What you have to do:
Below are the records; copy each line in them that holds the word "instance".

┏━━

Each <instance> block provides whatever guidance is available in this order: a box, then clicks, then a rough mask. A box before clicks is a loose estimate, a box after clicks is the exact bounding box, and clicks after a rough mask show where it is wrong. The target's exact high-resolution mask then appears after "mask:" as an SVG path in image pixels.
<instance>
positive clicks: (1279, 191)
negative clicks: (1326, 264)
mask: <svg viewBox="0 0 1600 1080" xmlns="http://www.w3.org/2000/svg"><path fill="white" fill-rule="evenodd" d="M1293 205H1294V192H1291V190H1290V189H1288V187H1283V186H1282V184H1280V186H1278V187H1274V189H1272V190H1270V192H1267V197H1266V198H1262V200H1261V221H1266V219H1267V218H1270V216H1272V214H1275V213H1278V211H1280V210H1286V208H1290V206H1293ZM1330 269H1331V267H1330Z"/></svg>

┗━━

Result of this exercise:
Each <instance> block provides whatever guidance is available in this order: a box, then clicks, then a rough mask. A box before clicks is a loose estimate, a box after clicks is the exact bounding box, and clicks after a rough mask show where it is wrong. The target's exact high-resolution mask then appears after "mask:" as an SVG path in image pixels.
<instance>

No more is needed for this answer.